[What is being asked]: Every line containing the word "Target" is to be copied from the data below.

________________

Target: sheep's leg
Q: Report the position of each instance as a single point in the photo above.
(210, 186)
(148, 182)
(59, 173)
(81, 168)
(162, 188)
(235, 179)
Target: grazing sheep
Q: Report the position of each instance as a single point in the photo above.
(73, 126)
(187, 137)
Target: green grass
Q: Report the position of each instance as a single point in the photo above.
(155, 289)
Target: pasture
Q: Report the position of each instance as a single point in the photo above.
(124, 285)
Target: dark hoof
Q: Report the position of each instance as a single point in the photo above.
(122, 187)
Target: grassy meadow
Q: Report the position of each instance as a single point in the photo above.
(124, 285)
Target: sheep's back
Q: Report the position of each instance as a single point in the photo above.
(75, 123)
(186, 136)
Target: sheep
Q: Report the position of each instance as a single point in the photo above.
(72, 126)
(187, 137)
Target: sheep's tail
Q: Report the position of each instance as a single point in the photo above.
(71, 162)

________________

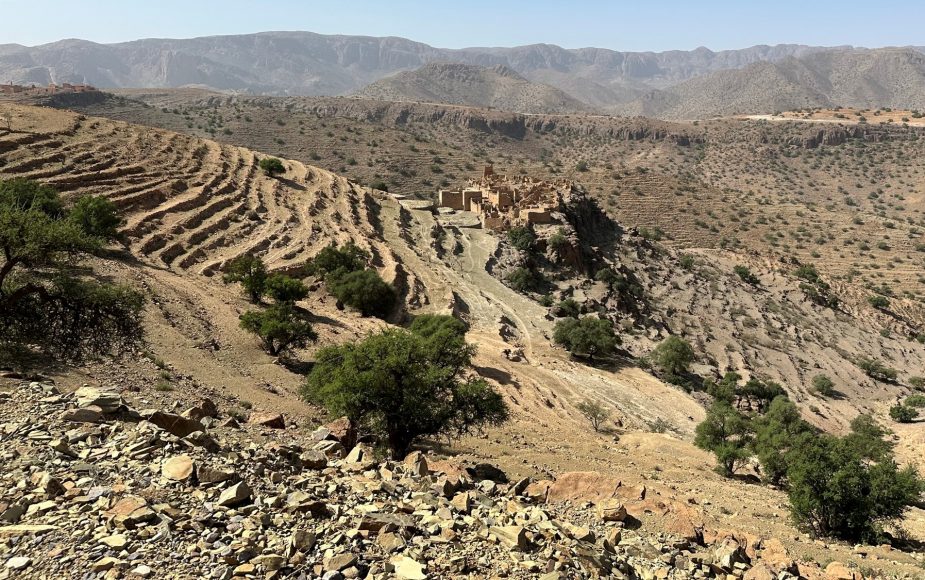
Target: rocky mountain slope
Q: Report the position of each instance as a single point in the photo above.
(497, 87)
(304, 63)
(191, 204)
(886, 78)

________________

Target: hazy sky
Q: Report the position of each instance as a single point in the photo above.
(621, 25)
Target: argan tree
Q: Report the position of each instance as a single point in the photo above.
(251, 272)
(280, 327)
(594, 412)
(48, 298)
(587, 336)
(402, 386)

________________

[Result of this exercise]:
Target: sheep's leg
Target: grazing sheep
Target: green grass
Target: pasture
Target: dark hoof
Target: grassy meadow
Target: sheep's back
Target: sheep
Target: sheep's tail
Target: rocky mountain slope
Target: hazy sky
Target: argan tree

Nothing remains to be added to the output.